- Exercise requirements: Locate the line that contains "Return one point per instance of the white building". Copy it and every following line through the end of the records, exactly, and include nothing else.

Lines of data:
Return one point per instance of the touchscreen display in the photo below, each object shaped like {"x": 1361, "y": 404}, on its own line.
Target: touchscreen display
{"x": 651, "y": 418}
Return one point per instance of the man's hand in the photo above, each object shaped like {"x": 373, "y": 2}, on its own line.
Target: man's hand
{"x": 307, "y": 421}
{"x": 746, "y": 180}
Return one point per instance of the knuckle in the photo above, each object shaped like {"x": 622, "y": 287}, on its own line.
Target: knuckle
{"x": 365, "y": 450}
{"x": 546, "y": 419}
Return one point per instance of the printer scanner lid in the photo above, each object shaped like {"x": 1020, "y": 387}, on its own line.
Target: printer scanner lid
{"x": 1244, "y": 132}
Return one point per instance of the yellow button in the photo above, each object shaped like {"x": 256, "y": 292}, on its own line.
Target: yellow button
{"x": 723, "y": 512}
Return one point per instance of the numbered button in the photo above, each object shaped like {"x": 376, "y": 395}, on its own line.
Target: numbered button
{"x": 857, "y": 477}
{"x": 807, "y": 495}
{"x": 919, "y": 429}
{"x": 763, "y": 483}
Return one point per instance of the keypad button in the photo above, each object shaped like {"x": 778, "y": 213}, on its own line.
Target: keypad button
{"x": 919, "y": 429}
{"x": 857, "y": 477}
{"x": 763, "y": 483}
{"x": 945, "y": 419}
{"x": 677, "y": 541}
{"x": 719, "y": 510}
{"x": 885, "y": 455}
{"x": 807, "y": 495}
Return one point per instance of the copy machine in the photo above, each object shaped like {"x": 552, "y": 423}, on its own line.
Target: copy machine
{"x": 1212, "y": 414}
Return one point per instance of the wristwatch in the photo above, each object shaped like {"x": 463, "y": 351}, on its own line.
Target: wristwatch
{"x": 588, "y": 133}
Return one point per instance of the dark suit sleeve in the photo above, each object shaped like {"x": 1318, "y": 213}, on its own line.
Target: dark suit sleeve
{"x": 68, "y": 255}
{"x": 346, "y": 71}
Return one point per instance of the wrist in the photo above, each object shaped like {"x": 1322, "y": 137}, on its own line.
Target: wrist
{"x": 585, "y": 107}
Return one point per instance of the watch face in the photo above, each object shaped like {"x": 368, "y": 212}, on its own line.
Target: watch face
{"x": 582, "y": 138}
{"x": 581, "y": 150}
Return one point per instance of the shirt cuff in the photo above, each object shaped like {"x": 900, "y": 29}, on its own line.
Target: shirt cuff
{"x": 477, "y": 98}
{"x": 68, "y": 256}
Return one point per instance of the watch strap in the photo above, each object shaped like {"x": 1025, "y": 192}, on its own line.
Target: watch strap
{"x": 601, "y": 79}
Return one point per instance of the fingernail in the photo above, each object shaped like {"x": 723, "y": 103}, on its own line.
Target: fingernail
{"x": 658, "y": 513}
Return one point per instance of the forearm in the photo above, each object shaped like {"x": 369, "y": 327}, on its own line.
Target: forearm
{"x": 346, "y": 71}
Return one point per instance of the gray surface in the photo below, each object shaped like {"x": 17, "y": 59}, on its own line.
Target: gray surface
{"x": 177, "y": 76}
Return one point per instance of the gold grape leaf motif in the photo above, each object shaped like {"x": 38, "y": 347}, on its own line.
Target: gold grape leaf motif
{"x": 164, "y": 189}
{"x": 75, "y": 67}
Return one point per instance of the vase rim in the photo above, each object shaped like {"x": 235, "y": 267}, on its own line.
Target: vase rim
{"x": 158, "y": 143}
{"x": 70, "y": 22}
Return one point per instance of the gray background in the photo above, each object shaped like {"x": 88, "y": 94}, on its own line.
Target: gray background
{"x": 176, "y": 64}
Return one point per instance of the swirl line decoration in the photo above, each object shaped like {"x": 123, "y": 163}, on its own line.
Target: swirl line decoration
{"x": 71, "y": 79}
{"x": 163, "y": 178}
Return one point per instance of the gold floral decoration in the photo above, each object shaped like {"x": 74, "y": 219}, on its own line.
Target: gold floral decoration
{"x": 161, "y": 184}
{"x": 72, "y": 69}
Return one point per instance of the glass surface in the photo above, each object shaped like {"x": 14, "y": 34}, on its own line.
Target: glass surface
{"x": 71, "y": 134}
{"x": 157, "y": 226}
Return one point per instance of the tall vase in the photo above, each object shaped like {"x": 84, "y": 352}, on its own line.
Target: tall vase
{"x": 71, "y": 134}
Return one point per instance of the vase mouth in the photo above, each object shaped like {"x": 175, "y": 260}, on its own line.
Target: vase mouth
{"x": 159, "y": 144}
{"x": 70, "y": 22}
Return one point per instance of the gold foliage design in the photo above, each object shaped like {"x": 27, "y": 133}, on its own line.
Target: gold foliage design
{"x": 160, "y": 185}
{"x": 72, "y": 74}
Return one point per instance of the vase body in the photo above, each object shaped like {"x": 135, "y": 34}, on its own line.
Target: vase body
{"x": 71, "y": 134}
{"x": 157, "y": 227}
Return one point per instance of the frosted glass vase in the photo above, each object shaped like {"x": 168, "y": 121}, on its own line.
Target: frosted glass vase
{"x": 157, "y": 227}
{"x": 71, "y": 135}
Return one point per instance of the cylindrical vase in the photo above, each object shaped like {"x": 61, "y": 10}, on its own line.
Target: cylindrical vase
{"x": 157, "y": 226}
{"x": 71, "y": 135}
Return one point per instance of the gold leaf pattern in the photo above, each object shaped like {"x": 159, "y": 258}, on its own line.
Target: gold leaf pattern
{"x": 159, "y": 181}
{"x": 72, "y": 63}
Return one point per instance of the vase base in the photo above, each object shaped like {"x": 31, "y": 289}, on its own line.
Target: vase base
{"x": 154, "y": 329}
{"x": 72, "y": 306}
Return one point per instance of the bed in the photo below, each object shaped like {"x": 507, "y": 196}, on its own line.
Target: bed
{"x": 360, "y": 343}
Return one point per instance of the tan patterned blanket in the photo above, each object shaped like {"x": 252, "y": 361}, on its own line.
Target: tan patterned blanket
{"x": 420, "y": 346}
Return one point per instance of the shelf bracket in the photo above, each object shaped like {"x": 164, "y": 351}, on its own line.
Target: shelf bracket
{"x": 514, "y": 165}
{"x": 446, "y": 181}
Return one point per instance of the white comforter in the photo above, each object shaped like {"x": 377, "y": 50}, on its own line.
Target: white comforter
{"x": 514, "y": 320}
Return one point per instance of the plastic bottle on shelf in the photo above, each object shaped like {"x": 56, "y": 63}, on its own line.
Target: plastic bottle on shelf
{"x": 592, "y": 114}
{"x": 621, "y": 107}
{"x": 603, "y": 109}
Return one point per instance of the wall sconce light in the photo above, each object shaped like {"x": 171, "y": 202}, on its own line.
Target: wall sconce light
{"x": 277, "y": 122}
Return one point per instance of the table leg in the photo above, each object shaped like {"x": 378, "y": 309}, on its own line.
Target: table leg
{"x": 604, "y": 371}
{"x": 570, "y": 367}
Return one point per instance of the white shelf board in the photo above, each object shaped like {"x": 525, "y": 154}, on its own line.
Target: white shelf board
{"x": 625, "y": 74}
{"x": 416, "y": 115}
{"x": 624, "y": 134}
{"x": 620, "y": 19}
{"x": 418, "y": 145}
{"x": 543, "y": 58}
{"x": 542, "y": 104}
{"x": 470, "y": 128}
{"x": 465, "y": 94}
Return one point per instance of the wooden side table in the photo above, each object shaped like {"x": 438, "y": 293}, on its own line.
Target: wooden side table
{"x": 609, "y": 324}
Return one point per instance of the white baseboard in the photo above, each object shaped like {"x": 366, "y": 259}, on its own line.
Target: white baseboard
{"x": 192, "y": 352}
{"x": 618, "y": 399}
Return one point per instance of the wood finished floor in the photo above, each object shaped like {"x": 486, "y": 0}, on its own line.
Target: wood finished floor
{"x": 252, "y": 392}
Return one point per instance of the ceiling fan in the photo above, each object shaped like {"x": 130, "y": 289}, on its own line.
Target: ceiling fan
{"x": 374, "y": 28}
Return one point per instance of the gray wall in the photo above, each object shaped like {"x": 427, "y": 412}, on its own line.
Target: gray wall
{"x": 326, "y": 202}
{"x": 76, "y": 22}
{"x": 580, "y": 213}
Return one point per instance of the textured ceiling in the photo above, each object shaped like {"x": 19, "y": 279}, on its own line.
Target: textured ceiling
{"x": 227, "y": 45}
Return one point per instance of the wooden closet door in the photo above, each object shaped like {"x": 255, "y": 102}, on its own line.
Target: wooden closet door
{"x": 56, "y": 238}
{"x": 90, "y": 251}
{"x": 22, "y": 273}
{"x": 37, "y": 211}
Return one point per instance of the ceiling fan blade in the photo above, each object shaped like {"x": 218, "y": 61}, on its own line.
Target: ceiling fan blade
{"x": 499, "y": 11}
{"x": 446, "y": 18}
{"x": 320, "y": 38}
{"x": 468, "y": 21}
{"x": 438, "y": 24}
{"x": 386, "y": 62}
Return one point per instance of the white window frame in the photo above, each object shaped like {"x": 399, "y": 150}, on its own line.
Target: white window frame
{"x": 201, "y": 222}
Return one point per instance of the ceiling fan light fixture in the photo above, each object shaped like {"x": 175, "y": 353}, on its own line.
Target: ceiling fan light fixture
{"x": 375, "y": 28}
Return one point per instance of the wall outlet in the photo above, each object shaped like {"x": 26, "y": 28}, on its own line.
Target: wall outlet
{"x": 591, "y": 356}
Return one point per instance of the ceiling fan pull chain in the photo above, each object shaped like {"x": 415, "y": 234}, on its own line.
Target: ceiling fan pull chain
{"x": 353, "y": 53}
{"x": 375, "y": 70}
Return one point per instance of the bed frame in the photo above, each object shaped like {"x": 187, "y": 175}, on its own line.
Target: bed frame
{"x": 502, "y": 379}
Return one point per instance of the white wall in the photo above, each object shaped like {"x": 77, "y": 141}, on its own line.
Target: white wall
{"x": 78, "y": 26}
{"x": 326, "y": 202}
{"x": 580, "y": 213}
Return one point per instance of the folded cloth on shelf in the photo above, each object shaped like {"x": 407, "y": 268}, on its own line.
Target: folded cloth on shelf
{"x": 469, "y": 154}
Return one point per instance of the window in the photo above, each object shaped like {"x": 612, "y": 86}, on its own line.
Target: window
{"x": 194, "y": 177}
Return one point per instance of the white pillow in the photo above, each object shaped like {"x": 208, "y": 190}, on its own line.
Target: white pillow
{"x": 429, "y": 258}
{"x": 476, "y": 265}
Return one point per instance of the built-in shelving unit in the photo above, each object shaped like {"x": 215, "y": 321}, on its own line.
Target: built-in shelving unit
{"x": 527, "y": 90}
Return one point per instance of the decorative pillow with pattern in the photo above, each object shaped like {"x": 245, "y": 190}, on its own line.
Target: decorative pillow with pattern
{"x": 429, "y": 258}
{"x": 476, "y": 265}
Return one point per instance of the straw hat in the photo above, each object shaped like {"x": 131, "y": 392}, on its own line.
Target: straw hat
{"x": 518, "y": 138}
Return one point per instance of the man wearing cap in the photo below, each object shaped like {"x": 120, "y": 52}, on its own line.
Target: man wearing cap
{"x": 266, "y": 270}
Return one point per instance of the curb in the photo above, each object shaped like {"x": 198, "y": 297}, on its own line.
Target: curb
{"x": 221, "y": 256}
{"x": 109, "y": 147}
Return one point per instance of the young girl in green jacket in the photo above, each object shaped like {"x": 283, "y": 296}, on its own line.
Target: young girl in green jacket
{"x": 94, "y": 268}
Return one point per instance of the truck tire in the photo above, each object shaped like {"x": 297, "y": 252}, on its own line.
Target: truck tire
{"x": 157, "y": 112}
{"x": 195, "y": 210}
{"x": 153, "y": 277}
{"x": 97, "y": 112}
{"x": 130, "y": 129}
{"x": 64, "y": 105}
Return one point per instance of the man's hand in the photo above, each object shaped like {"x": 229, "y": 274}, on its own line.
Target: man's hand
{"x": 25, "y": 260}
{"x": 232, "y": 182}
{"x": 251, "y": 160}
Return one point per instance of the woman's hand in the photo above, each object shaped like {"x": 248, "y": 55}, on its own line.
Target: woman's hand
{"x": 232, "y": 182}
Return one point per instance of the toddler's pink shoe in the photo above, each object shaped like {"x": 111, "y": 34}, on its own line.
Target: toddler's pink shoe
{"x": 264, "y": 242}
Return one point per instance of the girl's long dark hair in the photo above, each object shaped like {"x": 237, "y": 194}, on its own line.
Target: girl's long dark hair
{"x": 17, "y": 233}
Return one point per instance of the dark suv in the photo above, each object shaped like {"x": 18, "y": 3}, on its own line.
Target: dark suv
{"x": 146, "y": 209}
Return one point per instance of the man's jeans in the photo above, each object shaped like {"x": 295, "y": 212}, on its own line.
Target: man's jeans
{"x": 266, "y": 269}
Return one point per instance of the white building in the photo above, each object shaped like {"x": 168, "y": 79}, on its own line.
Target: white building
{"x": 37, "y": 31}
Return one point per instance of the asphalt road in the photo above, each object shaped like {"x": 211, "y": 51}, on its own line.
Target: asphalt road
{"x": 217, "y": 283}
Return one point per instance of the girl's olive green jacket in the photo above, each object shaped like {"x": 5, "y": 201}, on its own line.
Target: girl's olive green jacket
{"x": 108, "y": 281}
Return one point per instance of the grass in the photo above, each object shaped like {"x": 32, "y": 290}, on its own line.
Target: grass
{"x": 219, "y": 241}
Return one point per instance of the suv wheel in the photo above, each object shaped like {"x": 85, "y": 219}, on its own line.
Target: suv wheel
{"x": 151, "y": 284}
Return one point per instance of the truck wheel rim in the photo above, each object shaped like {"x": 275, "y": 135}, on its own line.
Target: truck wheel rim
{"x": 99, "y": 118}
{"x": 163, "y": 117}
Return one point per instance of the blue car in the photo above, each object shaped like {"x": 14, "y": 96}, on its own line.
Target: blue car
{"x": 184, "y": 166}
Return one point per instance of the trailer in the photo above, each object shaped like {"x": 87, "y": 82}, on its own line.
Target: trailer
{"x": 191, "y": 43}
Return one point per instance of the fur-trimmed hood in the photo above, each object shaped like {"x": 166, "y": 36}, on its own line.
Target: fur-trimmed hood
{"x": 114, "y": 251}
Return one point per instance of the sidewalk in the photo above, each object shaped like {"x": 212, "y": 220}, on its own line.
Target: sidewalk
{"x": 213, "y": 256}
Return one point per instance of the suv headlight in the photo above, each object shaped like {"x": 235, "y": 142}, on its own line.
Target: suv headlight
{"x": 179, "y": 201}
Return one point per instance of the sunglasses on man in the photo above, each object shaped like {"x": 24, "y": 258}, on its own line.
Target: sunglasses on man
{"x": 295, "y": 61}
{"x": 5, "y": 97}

- Solution:
Return one point per instance of the white building in the photo above, each object shaped like {"x": 168, "y": 79}, on its own line.
Target: white building
{"x": 37, "y": 31}
Return one point per instance of the asphalt road in the photo above, each object shaped like {"x": 211, "y": 51}, on its own line.
Target: asphalt road
{"x": 217, "y": 283}
Return one point per instance of the girl's olive green jacket in the photo above, each object shaped like {"x": 5, "y": 201}, on its own line.
Target: girl's olive green jacket
{"x": 108, "y": 281}
Return one point per instance of the grass in the photo above, each object shaped like {"x": 32, "y": 290}, on its own line.
Target: grass
{"x": 219, "y": 241}
Return one point per instance of the suv wheel in the photo above, each object shaped like {"x": 85, "y": 219}, on its own line.
Target: suv wheel
{"x": 151, "y": 284}
Return one point per instance of the truck wheel rim in the photo above, each object shaped like {"x": 275, "y": 135}, on its own line.
Target: truck wheel rim
{"x": 99, "y": 118}
{"x": 163, "y": 117}
Return one point per instance of the blue car in the photo above, each object shaped like {"x": 14, "y": 96}, on its own line.
Target: blue car
{"x": 184, "y": 166}
Return one point per instance of the trailer in the photo above, each object shaped like {"x": 87, "y": 82}, on its own line.
Target: trailer
{"x": 191, "y": 43}
Return one point per instance of the fur-trimmed hood in the photo above, each object shaped like {"x": 166, "y": 36}, on its own line.
Target: fur-trimmed hood
{"x": 114, "y": 251}
Return one point per instance of the sidewalk in the photo above, each object shaped like {"x": 212, "y": 220}, on its own line.
Target: sidewalk
{"x": 213, "y": 256}
Return one point per instance of the suv headlight in the photo above, each object shaped like {"x": 235, "y": 142}, on its own line.
Target: suv headlight
{"x": 179, "y": 201}
Return one point per instance of the sunglasses on man in the photo above, each object shaped like {"x": 24, "y": 258}, on its own line.
Target: sunglasses on man
{"x": 295, "y": 61}
{"x": 5, "y": 97}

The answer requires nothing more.